SUPPLIED RECORDS —
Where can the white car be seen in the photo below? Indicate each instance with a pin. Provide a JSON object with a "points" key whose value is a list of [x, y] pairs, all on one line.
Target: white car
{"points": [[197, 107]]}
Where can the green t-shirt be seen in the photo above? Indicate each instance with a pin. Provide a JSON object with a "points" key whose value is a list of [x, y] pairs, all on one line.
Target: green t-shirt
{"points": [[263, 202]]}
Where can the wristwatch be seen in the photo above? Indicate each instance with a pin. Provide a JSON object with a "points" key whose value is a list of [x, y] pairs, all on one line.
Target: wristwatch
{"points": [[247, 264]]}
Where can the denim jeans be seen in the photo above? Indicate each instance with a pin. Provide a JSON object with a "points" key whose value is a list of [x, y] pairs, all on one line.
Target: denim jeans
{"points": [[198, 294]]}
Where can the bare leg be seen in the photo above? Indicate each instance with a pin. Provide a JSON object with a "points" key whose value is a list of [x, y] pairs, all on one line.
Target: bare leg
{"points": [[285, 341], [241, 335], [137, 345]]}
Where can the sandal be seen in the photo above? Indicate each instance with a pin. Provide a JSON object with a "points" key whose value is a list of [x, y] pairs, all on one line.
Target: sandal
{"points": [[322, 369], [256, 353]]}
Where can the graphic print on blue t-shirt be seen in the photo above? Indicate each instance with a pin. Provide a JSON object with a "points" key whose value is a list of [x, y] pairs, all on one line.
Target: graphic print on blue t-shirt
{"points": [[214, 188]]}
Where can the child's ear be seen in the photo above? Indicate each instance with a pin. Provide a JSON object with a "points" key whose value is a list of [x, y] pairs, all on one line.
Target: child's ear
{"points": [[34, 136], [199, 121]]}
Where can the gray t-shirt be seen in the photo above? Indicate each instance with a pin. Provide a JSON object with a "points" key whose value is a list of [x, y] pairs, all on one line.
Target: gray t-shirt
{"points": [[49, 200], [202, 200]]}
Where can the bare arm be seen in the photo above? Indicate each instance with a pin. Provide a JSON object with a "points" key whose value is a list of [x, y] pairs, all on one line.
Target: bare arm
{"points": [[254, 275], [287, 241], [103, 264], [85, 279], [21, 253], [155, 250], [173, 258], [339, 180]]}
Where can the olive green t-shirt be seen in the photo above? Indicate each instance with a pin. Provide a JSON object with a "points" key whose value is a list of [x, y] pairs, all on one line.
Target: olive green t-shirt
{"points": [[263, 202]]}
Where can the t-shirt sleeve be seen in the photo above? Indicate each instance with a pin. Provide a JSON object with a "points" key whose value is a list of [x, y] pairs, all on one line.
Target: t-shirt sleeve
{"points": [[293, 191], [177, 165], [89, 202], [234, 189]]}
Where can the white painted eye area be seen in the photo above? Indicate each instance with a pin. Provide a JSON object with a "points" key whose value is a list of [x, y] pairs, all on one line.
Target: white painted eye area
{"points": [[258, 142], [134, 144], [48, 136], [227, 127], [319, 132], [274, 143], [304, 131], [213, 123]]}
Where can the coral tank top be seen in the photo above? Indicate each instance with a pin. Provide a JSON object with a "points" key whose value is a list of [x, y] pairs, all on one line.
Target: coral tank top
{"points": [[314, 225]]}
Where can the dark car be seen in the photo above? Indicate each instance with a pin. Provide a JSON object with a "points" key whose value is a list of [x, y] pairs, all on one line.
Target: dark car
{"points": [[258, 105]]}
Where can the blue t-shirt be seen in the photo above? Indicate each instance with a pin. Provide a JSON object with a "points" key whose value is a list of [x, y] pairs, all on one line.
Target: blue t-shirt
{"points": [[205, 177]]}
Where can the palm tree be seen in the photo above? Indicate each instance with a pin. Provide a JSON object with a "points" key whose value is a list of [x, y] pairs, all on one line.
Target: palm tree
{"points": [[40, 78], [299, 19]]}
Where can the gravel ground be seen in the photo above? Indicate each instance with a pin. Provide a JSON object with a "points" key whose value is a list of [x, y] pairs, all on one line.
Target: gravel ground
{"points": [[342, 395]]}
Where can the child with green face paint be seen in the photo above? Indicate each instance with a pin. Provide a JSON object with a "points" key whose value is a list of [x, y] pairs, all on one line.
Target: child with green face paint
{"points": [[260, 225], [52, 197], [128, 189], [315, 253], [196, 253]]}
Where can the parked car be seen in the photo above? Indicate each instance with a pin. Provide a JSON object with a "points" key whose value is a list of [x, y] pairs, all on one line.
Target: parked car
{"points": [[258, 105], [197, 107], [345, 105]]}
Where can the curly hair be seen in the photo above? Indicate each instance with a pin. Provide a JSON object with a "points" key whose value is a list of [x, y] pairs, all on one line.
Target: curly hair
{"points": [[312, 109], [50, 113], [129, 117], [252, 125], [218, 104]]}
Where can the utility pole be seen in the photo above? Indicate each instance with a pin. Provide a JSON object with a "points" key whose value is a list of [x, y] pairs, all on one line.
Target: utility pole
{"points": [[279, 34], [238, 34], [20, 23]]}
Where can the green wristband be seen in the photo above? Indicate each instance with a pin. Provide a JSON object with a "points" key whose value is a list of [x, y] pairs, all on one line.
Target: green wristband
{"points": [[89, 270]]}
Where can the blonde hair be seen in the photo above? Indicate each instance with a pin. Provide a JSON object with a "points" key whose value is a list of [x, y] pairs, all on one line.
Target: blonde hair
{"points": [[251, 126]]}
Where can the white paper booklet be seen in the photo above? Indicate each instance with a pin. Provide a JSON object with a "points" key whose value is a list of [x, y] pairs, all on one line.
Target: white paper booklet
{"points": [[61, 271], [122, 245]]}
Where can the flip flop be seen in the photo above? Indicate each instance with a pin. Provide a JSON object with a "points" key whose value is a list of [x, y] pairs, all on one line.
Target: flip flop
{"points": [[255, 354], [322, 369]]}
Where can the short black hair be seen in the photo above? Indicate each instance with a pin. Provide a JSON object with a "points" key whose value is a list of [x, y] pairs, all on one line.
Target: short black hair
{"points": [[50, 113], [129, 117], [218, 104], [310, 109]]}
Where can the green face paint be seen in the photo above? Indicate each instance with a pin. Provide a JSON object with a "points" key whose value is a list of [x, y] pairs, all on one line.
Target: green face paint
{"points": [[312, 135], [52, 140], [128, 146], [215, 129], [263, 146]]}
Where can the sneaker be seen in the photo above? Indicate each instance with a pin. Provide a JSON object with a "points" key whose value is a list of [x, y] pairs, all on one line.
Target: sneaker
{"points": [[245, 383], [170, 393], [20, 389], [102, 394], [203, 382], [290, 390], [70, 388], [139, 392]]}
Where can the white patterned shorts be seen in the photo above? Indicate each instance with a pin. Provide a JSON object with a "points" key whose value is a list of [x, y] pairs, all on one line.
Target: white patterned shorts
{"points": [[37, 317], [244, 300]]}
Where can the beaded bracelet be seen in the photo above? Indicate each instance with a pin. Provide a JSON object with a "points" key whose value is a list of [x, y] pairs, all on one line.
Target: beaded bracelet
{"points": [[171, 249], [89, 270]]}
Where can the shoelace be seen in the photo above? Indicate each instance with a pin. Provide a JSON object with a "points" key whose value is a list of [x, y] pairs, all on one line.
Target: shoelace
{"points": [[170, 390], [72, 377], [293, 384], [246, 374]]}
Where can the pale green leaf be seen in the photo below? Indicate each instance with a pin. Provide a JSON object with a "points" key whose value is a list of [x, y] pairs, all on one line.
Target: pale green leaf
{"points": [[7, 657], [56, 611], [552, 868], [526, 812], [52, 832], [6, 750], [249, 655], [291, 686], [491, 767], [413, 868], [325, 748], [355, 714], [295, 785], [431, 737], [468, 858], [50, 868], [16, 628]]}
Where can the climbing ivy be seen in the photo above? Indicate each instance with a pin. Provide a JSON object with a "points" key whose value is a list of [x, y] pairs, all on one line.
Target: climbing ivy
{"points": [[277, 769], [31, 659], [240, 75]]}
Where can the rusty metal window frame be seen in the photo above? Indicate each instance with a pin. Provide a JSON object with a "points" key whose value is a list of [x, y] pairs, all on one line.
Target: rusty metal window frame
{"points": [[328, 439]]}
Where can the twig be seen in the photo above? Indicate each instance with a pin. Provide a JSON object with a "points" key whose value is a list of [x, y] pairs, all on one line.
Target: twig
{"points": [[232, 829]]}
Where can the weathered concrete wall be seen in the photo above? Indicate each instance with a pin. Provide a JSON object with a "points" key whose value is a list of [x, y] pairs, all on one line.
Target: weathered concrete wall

TASK ITEM — An exact copy of the lines above between the line holding "Where can the flip" and the line holding "Where can the sneaker", inclusive, is the whole answer.

EXERCISE RESPONSE —
Where can the flip flop be seen in the photo above? Indicate each instance with a pin. Provide a JSON object with a "points" key whose value is a list of [x, y] pairs, all on one line.
Target: flip flop
{"points": [[255, 354], [322, 369]]}
Where can the short black hair be seen in the photo above? Indicate each instance with a pin. Provide a JSON object with a "points" key whose value is a list of [x, y] pairs, all on one line.
Target: short black hair
{"points": [[50, 113], [129, 117], [218, 104], [310, 109]]}
Where can the green face paint be seen in the photo above? Indicate each instance with a pin. Provide a JSON object with a "points" key whose value is a list of [x, y] pairs, all on one line.
Target: green face paint
{"points": [[312, 135], [52, 140], [128, 146], [215, 129], [263, 146]]}
Where can the sneaker be seen in the photo above? Indicate each instance with a pin. Provide a JSON object with a "points" key whose value is a list of [x, y] pairs, all on one line.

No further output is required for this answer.